— BEGIN —

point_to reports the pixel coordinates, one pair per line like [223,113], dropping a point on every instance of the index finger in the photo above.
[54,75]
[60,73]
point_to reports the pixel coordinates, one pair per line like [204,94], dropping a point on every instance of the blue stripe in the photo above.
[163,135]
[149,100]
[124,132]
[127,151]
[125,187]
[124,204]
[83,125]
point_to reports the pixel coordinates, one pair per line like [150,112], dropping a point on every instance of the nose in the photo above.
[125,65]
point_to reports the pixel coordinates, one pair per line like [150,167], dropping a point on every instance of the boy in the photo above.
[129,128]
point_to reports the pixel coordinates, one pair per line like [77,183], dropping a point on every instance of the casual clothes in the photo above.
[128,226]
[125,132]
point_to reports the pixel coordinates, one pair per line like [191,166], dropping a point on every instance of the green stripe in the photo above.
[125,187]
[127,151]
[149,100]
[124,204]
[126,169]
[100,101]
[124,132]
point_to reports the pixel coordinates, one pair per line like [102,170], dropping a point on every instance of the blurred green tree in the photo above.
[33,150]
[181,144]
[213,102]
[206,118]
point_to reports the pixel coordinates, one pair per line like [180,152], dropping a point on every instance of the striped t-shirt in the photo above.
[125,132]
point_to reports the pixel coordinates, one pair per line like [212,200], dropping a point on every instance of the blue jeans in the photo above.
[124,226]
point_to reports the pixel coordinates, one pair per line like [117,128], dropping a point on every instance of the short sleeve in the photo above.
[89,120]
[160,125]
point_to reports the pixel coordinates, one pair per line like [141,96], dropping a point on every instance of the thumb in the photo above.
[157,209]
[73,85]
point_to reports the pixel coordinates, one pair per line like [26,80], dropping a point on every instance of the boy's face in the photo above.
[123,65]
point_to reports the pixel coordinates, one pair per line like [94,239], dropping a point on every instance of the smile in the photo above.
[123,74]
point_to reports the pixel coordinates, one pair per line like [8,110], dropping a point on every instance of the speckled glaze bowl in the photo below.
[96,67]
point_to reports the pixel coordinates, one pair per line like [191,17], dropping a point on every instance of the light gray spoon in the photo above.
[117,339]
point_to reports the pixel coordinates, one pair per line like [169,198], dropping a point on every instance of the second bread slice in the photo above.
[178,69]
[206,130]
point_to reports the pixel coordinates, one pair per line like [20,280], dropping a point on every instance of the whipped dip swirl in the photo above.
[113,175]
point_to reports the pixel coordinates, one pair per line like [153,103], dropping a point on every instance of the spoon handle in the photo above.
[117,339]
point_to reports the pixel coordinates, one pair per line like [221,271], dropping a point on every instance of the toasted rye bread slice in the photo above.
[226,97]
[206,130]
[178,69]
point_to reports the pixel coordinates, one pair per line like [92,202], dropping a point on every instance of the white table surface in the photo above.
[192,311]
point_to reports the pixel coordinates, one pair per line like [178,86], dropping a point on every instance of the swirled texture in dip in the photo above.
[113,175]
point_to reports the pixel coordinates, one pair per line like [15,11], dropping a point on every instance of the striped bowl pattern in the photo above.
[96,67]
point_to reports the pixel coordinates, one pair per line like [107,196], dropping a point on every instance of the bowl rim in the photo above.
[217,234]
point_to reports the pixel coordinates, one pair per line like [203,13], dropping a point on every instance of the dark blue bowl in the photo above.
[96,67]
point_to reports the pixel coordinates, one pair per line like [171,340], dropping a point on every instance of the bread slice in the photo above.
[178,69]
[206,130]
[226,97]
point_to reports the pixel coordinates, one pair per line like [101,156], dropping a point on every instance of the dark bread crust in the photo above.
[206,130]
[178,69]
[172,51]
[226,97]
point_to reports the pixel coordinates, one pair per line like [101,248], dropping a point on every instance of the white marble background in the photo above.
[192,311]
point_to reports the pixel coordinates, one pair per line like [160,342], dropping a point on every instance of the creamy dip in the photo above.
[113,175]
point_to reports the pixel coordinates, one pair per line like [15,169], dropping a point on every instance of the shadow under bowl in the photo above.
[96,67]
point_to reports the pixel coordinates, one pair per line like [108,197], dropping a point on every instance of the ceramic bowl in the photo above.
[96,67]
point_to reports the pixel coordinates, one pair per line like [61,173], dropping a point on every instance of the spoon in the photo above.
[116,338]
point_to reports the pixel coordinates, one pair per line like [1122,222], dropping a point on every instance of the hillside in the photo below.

— END —
— BEGIN —

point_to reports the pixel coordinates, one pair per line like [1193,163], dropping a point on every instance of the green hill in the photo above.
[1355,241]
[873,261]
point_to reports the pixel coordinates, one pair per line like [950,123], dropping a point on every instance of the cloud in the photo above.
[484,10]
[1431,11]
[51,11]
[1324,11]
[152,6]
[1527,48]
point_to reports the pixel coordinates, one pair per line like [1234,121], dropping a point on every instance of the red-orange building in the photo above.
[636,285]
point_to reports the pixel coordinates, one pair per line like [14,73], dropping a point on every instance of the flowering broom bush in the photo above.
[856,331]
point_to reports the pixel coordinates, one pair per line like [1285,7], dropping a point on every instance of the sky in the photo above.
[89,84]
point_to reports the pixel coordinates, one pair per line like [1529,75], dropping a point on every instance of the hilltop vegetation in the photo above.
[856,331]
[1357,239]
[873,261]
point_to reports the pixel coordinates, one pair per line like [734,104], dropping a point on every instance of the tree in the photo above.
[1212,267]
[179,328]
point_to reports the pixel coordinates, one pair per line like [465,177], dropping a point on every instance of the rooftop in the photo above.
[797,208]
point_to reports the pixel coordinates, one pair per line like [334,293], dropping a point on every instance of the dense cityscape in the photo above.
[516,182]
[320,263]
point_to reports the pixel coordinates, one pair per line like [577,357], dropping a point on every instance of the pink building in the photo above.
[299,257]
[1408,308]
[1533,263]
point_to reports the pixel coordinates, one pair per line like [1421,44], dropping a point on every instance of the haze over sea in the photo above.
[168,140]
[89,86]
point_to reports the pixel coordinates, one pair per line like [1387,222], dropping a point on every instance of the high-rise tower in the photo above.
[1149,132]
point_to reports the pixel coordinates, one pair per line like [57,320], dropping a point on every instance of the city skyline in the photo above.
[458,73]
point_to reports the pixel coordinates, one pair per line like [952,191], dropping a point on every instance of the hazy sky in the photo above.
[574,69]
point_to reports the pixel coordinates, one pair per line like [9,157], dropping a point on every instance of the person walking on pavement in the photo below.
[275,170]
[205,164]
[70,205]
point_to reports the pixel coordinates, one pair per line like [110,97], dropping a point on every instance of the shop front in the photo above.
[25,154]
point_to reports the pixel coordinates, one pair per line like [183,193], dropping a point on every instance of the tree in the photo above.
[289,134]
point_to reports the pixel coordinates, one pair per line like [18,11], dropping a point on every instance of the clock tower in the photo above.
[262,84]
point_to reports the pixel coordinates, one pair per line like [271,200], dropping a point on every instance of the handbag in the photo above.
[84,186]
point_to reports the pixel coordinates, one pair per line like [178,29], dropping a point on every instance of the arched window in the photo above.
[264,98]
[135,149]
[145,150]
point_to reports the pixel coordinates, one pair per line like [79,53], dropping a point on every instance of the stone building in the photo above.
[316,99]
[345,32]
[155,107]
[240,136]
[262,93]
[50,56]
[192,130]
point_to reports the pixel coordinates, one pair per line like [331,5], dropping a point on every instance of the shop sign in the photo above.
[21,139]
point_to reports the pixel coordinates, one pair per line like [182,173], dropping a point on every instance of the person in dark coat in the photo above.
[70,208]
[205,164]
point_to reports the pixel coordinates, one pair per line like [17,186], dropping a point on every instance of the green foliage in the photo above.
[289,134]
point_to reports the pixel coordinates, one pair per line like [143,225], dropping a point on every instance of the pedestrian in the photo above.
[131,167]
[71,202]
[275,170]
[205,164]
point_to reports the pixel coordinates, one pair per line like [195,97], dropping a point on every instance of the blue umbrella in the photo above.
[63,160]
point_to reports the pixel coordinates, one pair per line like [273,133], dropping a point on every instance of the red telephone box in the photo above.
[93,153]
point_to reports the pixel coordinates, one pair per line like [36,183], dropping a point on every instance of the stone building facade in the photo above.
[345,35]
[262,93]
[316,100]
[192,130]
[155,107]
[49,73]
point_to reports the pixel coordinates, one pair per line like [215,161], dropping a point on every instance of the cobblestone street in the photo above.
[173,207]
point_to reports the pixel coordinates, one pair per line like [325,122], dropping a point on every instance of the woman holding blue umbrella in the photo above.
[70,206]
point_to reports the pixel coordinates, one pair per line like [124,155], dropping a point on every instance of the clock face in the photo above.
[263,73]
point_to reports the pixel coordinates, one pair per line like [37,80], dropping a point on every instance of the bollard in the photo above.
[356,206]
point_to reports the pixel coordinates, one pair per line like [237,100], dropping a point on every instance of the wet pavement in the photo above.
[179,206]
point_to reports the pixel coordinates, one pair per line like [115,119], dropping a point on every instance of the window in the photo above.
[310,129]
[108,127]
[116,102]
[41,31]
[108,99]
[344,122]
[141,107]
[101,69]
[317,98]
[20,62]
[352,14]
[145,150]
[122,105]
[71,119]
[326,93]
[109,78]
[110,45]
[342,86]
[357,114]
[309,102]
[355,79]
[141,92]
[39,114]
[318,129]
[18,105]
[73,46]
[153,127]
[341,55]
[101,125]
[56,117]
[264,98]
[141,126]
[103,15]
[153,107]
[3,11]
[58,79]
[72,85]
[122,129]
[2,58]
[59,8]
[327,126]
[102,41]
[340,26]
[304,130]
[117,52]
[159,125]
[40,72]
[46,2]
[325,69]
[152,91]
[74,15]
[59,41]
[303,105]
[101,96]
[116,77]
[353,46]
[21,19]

— END —
— BEGIN —

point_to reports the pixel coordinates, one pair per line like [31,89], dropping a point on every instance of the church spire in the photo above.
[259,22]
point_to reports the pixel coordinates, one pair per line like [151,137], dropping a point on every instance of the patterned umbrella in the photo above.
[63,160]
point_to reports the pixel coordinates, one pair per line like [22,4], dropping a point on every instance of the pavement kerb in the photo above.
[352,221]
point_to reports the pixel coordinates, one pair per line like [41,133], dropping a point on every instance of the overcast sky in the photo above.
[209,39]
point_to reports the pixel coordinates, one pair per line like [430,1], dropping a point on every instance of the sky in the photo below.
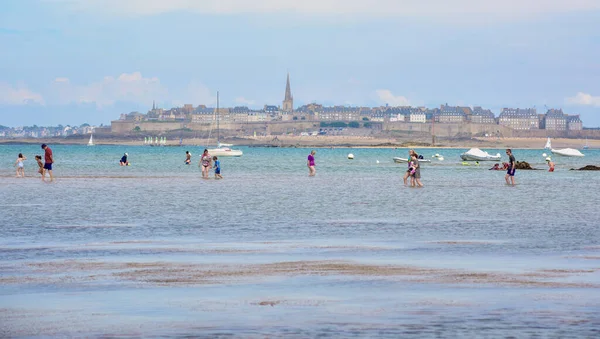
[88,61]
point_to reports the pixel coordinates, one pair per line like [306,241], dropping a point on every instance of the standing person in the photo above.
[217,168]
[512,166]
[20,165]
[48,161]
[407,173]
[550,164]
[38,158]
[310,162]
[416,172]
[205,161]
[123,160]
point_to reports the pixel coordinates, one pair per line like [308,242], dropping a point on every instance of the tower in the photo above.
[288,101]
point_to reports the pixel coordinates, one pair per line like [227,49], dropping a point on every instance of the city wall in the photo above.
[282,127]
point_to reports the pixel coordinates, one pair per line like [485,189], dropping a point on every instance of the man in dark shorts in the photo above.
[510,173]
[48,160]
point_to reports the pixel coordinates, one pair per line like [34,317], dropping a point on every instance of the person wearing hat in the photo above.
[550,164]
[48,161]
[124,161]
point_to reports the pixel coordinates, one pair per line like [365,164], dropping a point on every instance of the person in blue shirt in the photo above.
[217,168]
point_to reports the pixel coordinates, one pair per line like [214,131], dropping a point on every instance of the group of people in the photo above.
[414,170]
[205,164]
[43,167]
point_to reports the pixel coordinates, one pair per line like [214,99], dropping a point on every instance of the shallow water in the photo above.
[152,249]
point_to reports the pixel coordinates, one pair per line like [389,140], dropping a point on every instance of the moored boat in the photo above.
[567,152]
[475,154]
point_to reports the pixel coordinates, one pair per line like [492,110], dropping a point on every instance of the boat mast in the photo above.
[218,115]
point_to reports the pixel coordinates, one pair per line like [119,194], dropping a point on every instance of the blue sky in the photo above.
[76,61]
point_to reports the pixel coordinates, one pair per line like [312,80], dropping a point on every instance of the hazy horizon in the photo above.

— END —

## What is expected
Please pull out every line above that contains the word "umbrella", copying each one unchanged.

## Worked answer
point_to reports the pixel coordinates, one pair per line like [195,97], dropping a point on every instance of the blue umbrella in the photo above.
point_to reports the pixel coordinates, one pair per line like [325,122], dropping a point on every instance of the woman holding blue umbrella in the photo above.
point_to reports the pixel coordinates, one pair per line like [151,137], dropping a point on every instance of the patterned umbrella in the photo above.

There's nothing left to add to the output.